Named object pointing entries
==============================

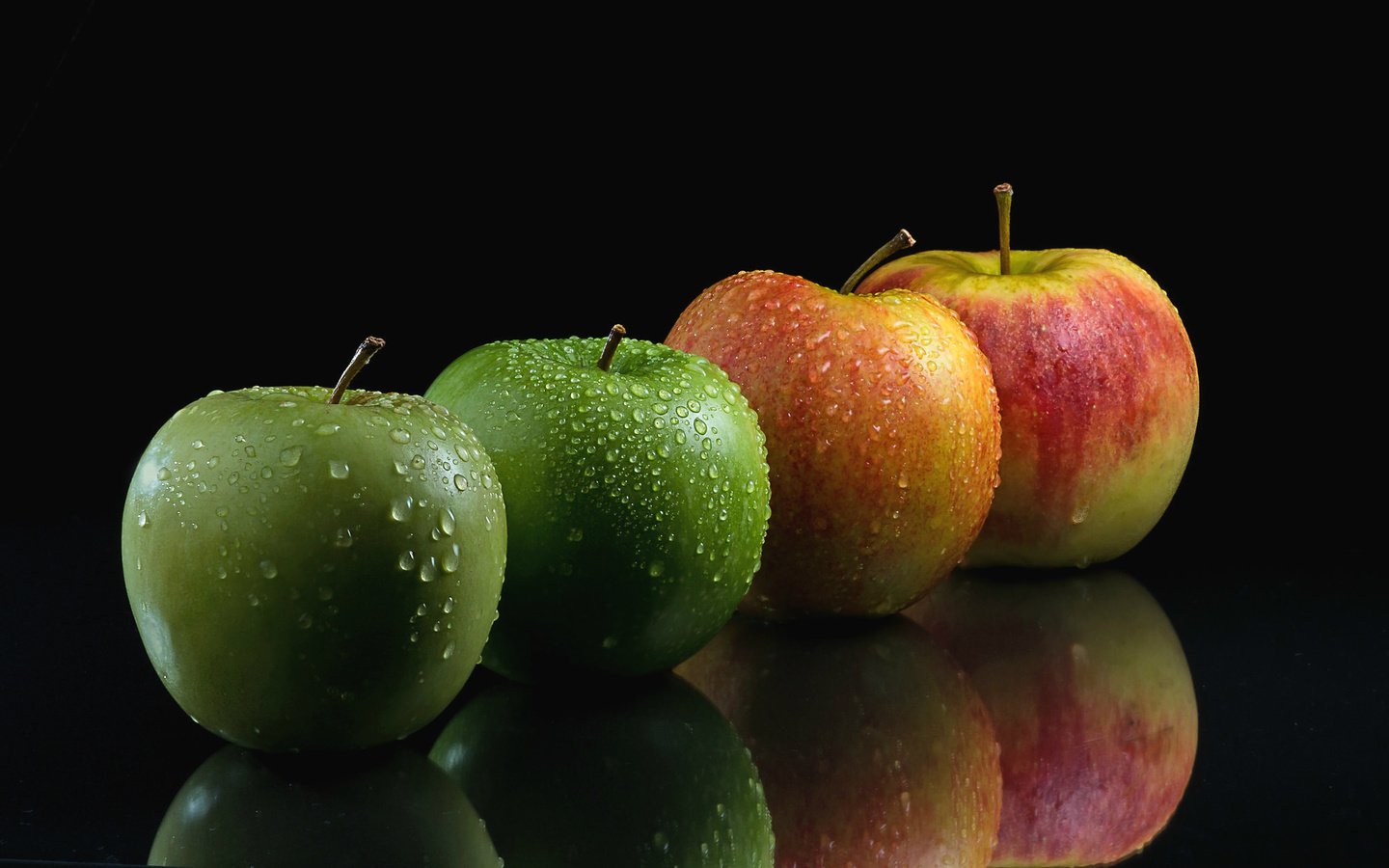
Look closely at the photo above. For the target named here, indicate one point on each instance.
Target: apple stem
(899, 242)
(1003, 196)
(610, 347)
(359, 362)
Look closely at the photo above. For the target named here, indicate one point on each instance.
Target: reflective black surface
(203, 201)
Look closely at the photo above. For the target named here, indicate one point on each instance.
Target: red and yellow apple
(883, 436)
(1098, 392)
(1091, 699)
(871, 745)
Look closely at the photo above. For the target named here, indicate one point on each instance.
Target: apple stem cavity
(1003, 196)
(899, 242)
(359, 362)
(610, 346)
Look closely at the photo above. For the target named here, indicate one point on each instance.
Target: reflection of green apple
(637, 499)
(871, 745)
(389, 807)
(635, 773)
(1091, 699)
(309, 574)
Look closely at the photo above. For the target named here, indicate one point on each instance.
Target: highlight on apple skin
(883, 436)
(1098, 392)
(1091, 699)
(874, 748)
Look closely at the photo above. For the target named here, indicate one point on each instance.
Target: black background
(210, 198)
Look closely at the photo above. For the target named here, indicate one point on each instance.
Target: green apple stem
(1003, 196)
(359, 362)
(899, 242)
(610, 347)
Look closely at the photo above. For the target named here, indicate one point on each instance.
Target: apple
(313, 568)
(1098, 391)
(376, 807)
(637, 499)
(873, 746)
(883, 435)
(619, 773)
(1091, 699)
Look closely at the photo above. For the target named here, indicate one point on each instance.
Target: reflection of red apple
(871, 745)
(1092, 703)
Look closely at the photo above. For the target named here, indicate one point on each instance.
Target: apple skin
(883, 436)
(376, 807)
(1091, 699)
(873, 746)
(619, 773)
(637, 501)
(312, 575)
(1098, 389)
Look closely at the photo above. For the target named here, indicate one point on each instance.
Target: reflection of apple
(873, 746)
(637, 498)
(1091, 699)
(384, 807)
(313, 570)
(1098, 389)
(883, 436)
(630, 773)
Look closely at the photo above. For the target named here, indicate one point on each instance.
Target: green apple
(637, 499)
(1092, 701)
(1098, 389)
(376, 807)
(624, 773)
(871, 745)
(313, 574)
(883, 435)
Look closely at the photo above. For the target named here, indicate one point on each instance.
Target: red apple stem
(359, 362)
(610, 346)
(1003, 196)
(899, 242)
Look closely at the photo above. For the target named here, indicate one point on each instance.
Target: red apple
(1092, 703)
(1098, 391)
(871, 745)
(883, 436)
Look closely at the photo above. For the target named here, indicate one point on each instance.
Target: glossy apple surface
(873, 746)
(313, 575)
(1091, 699)
(637, 501)
(371, 808)
(635, 773)
(883, 436)
(1098, 391)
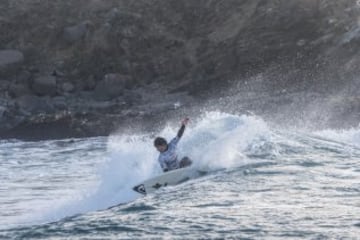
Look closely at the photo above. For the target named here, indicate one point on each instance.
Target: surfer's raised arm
(184, 122)
(168, 157)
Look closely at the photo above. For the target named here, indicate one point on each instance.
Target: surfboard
(170, 178)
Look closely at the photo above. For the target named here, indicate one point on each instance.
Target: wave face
(262, 182)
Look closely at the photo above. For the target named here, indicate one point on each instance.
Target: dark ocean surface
(262, 183)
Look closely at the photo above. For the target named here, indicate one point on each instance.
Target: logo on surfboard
(140, 189)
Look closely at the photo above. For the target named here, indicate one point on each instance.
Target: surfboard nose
(140, 189)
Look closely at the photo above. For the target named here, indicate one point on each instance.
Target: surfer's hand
(185, 121)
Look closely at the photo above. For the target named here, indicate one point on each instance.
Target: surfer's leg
(185, 162)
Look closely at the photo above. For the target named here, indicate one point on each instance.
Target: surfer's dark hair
(159, 141)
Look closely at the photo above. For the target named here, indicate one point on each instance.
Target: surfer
(168, 158)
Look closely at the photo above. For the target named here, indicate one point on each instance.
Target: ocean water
(262, 183)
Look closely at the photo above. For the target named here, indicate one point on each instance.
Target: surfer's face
(161, 148)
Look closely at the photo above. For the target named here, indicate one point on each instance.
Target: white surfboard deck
(170, 178)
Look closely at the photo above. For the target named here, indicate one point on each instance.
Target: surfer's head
(160, 144)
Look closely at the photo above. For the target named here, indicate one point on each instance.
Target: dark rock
(10, 57)
(4, 85)
(110, 87)
(45, 86)
(68, 87)
(77, 32)
(23, 77)
(59, 102)
(34, 104)
(18, 90)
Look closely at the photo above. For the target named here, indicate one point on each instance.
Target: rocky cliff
(90, 67)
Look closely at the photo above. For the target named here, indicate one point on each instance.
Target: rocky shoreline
(91, 68)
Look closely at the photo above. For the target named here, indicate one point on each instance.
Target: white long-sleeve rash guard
(168, 160)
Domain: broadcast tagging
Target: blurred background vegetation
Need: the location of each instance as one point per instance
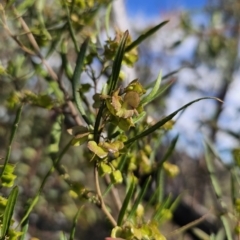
(198, 54)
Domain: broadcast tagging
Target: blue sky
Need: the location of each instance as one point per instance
(155, 7)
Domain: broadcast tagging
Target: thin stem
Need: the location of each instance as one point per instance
(102, 204)
(37, 52)
(114, 192)
(13, 133)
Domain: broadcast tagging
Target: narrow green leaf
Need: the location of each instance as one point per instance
(73, 229)
(126, 203)
(117, 63)
(162, 206)
(160, 184)
(30, 208)
(76, 78)
(151, 96)
(13, 133)
(144, 36)
(70, 28)
(169, 150)
(107, 17)
(211, 172)
(112, 82)
(24, 230)
(139, 117)
(8, 213)
(139, 198)
(227, 228)
(164, 120)
(63, 236)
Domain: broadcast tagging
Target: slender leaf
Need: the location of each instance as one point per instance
(144, 36)
(151, 96)
(8, 213)
(13, 133)
(70, 27)
(73, 229)
(160, 184)
(112, 81)
(162, 206)
(117, 63)
(169, 150)
(126, 203)
(139, 198)
(76, 77)
(107, 17)
(226, 227)
(29, 209)
(24, 230)
(164, 120)
(211, 172)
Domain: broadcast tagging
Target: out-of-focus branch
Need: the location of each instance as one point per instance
(37, 52)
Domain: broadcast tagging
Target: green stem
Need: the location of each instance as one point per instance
(13, 133)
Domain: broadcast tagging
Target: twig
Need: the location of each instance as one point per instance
(102, 204)
(187, 226)
(49, 69)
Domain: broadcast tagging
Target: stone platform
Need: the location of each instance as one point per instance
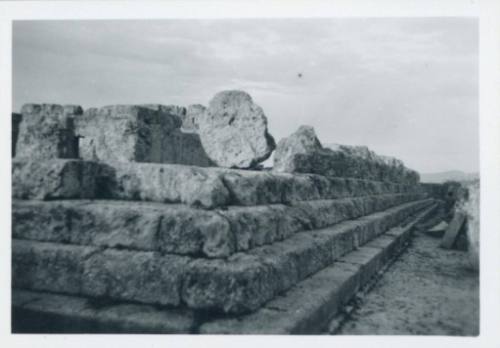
(303, 309)
(148, 247)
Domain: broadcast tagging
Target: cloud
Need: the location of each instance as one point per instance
(403, 86)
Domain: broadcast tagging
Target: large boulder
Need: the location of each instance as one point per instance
(191, 118)
(302, 152)
(233, 131)
(47, 131)
(139, 133)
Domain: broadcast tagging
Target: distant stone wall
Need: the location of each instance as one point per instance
(302, 152)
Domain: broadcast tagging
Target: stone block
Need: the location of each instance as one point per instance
(137, 226)
(48, 131)
(233, 131)
(55, 179)
(135, 133)
(47, 266)
(39, 312)
(302, 152)
(146, 277)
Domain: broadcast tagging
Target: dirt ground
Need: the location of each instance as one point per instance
(426, 291)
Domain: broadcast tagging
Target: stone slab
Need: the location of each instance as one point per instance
(204, 187)
(48, 131)
(179, 229)
(302, 152)
(233, 131)
(309, 305)
(55, 179)
(41, 312)
(146, 277)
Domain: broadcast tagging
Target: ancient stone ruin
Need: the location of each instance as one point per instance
(141, 219)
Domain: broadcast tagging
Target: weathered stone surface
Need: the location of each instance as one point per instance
(16, 120)
(48, 131)
(233, 131)
(176, 110)
(196, 186)
(308, 307)
(55, 179)
(47, 266)
(302, 152)
(40, 312)
(133, 275)
(179, 229)
(243, 282)
(192, 117)
(147, 133)
(141, 226)
(124, 133)
(166, 183)
(238, 284)
(304, 309)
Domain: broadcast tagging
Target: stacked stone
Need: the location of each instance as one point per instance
(47, 131)
(178, 241)
(189, 237)
(302, 152)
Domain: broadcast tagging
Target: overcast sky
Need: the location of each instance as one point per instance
(404, 87)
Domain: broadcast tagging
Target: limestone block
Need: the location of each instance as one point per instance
(146, 277)
(48, 131)
(302, 152)
(55, 179)
(234, 132)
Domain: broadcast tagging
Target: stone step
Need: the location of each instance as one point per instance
(42, 312)
(304, 309)
(310, 305)
(171, 183)
(183, 230)
(241, 283)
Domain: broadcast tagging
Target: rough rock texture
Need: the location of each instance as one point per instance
(206, 188)
(182, 230)
(55, 179)
(240, 283)
(302, 152)
(165, 183)
(16, 120)
(48, 131)
(149, 133)
(233, 131)
(192, 116)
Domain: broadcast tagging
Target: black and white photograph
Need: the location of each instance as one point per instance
(246, 176)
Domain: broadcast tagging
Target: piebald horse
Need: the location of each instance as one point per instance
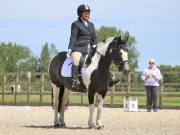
(95, 77)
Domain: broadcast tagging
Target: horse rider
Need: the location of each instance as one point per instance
(82, 36)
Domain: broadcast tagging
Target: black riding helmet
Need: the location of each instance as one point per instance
(82, 8)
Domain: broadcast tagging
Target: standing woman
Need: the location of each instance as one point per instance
(151, 76)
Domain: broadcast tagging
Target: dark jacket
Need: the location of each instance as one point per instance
(81, 35)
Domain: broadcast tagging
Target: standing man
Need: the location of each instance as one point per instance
(151, 76)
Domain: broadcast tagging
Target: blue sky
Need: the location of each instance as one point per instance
(154, 23)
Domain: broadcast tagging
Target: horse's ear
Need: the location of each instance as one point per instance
(126, 38)
(119, 39)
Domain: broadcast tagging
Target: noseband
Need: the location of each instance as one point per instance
(115, 56)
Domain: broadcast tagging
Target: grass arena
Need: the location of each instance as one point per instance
(25, 120)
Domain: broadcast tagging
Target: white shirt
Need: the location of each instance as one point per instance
(85, 22)
(150, 72)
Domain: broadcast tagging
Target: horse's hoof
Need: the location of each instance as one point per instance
(91, 126)
(57, 125)
(63, 125)
(100, 127)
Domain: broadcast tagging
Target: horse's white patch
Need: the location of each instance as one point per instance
(55, 102)
(124, 55)
(66, 67)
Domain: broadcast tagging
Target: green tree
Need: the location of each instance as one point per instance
(12, 56)
(133, 53)
(44, 59)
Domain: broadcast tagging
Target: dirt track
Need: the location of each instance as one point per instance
(38, 121)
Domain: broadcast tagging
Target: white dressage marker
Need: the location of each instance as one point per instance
(9, 108)
(130, 105)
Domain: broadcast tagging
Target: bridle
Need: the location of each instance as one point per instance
(115, 56)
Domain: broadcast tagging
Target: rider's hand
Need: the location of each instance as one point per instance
(69, 52)
(93, 46)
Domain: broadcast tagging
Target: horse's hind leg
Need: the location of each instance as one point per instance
(66, 94)
(99, 110)
(91, 106)
(55, 104)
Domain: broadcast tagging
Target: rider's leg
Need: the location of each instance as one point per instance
(112, 80)
(76, 59)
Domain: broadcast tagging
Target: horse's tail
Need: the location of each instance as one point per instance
(52, 96)
(60, 97)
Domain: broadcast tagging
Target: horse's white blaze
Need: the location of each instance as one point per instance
(91, 112)
(124, 55)
(86, 72)
(99, 110)
(55, 102)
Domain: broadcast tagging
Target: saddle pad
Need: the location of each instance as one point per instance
(66, 68)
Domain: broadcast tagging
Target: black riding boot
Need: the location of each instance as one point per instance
(75, 80)
(113, 81)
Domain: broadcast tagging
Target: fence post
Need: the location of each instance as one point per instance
(42, 88)
(29, 86)
(16, 88)
(4, 88)
(161, 93)
(129, 85)
(112, 92)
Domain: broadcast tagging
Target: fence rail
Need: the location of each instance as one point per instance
(44, 89)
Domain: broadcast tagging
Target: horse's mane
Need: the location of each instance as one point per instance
(104, 45)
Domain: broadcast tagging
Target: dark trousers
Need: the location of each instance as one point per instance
(151, 93)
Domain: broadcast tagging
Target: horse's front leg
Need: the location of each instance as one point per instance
(99, 111)
(67, 92)
(91, 108)
(55, 104)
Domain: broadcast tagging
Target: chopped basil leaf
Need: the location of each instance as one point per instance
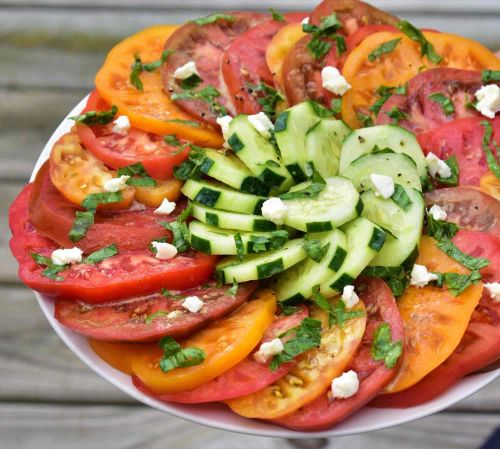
(383, 49)
(444, 101)
(383, 348)
(96, 117)
(175, 356)
(426, 48)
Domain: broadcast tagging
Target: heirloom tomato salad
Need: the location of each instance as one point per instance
(295, 215)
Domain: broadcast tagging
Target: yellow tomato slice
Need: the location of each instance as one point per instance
(282, 42)
(313, 374)
(226, 342)
(150, 109)
(76, 173)
(434, 320)
(402, 64)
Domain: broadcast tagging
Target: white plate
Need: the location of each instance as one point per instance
(219, 416)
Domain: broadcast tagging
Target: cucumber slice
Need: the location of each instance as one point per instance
(323, 144)
(215, 195)
(404, 225)
(228, 169)
(364, 241)
(232, 220)
(261, 266)
(290, 131)
(258, 154)
(211, 240)
(395, 138)
(400, 167)
(337, 204)
(296, 284)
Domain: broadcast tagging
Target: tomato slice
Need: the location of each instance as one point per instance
(205, 46)
(468, 207)
(311, 377)
(226, 342)
(150, 109)
(132, 320)
(461, 138)
(402, 64)
(118, 150)
(434, 320)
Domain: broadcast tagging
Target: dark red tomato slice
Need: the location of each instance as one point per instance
(461, 138)
(244, 63)
(468, 207)
(53, 216)
(245, 378)
(134, 319)
(422, 113)
(205, 45)
(117, 150)
(324, 412)
(128, 274)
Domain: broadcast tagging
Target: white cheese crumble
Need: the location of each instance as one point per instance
(166, 207)
(494, 289)
(262, 124)
(420, 277)
(274, 209)
(193, 304)
(384, 185)
(65, 256)
(164, 250)
(185, 71)
(346, 385)
(488, 100)
(437, 166)
(349, 296)
(121, 125)
(116, 184)
(333, 81)
(268, 349)
(438, 213)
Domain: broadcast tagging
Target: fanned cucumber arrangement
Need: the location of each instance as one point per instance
(299, 204)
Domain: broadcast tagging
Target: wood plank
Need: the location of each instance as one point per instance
(116, 427)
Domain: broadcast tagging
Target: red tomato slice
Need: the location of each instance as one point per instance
(244, 63)
(245, 378)
(324, 412)
(461, 138)
(117, 150)
(132, 320)
(125, 275)
(205, 45)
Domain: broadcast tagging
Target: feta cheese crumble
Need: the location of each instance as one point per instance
(65, 256)
(193, 304)
(262, 124)
(268, 349)
(185, 71)
(384, 185)
(420, 277)
(121, 125)
(116, 184)
(437, 166)
(333, 81)
(346, 385)
(488, 100)
(164, 250)
(166, 207)
(349, 296)
(274, 209)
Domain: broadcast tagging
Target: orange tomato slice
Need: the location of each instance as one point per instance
(434, 320)
(150, 109)
(313, 374)
(402, 64)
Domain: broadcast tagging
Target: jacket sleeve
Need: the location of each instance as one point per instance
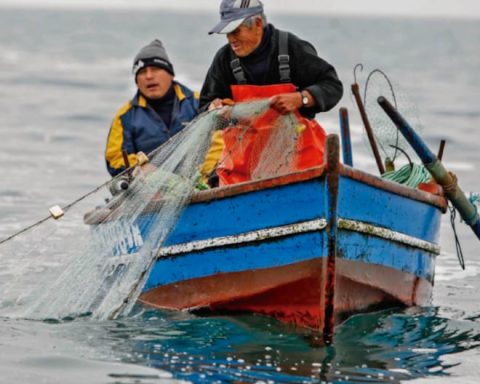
(118, 138)
(217, 83)
(316, 76)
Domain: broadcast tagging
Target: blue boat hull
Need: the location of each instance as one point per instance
(262, 247)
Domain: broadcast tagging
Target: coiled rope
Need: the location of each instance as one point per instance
(410, 175)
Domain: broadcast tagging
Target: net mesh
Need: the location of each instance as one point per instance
(387, 136)
(96, 263)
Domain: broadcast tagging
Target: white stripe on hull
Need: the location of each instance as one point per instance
(292, 229)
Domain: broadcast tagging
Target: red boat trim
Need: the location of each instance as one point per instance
(289, 292)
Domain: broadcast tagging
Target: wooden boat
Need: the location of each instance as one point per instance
(307, 248)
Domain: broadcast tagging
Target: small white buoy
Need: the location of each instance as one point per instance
(56, 212)
(142, 158)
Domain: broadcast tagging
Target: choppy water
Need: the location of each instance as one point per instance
(63, 74)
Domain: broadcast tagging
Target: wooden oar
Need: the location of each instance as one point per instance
(446, 179)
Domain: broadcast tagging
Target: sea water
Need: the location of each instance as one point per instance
(63, 75)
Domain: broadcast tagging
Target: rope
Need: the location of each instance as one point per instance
(458, 246)
(451, 188)
(410, 175)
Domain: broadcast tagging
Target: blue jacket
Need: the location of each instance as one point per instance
(137, 127)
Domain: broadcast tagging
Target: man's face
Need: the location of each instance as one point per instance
(244, 40)
(153, 82)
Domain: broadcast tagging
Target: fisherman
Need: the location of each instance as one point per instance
(261, 61)
(160, 109)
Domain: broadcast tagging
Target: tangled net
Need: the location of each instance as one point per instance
(97, 264)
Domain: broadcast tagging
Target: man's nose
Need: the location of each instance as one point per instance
(148, 72)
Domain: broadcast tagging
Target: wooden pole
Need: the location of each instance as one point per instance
(368, 128)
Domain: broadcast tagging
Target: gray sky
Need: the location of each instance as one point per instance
(434, 8)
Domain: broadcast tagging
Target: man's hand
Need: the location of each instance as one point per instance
(286, 103)
(219, 103)
(289, 102)
(215, 104)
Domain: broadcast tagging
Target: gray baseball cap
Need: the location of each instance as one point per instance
(235, 12)
(153, 54)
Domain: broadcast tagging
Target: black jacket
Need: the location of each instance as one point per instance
(308, 71)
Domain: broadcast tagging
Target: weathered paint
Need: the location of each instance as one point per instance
(242, 247)
(243, 238)
(332, 179)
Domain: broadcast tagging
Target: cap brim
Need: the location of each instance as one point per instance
(226, 26)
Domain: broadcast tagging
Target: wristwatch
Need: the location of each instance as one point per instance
(304, 99)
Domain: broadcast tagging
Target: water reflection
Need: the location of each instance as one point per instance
(389, 346)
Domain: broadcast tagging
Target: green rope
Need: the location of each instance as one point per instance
(410, 175)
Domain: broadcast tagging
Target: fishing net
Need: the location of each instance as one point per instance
(389, 139)
(95, 259)
(391, 143)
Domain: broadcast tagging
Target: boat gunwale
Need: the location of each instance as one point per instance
(317, 172)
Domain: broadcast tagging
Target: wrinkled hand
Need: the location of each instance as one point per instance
(219, 103)
(286, 103)
(215, 104)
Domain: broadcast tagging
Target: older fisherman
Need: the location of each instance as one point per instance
(160, 109)
(261, 61)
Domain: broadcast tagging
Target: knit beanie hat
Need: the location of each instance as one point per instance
(152, 55)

==============================

• Set task
Gather every line in the rows above that contains the word "cheese", treating uppercase and lowercase as different.

• Result of the task
Target: white cheese crumble
Target: feta cheese crumble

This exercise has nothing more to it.